SOURCE DOCUMENT –
* * * * *

# pasangers with low raitings



## Botero Bob (Mar 31, 2015)

I got the same question from riders all the time, why is my score so low?i


----------



## Tommy Tours (Sep 19, 2014)

Speaking of passenger ratings last night I picked a parx with a 1 rating. Didn't ask how many rides he took. I had to look three times to make sure, no problems on ride, dropped off gave a 5.


----------



## cybertec69 (Jul 23, 2014)

Botero Bob said:


> I got the same question from riders all the time, why is my score so low?i


next time when they ask, tell them that the rates are dirt cheap, and when they dispatch a car they need to be at the location and not make the driver wait for them, as time is money in our business and we do not get paid for waiting, also to be polite and nice also helps, treat the driver like you want to be treated.
I will give you an example, got a dispatch the other day, I get there, tap on the app ARRIVED, and text pax I am outside, I do this ALL the time, PAX get's back OK, now after 3 minutes he comes out with a big heavy bag, then tells me there is more bags, OK, he opens the door to his residence and guess what he lives on the second floor, by the time all the bags got downstairs and in my car and we took off to the airport was like 10 minutes, since Airport trips are a set fare "no matter how long it takes you to get there", so waiting time was a non factor, well he got a 2* rating "now if he tipped me to load and unload his heavy luggage I might have done otherwise", also a couple of my Uber pool jobs got a 1* rating.


----------



## thehappytypist (Oct 9, 2014)

Some people just don't realize how ******y and difficult they are. They see their behavior as perfectly acceptable, in fact it's their RIGHT! Assholes.

* * * * *

SOURCE MATERIAL –
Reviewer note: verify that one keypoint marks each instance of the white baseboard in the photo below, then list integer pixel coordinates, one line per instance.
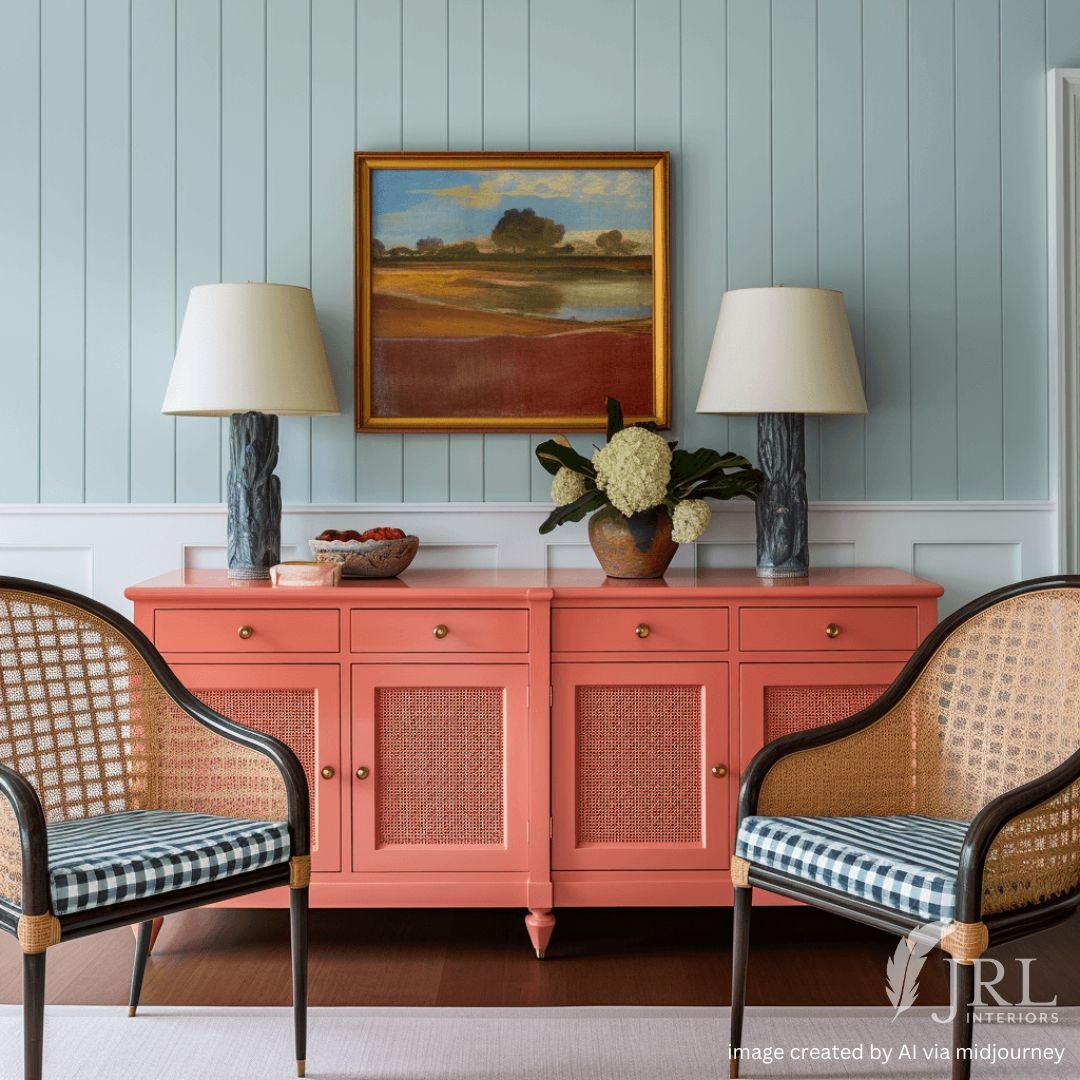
(968, 547)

* * * * *

GOAL OF THE EXERCISE –
Please reproduce word for word the passage of the passenger ratings thread that opens with the words containing "## Tommy Tours" and closes with "off gave a 5.".

SOLUTION –
## Tommy Tours (Sep 19, 2014)

Speaking of passenger ratings last night I picked a parx with a 1 rating. Didn't ask how many rides he took. I had to look three times to make sure, no problems on ride, dropped off gave a 5.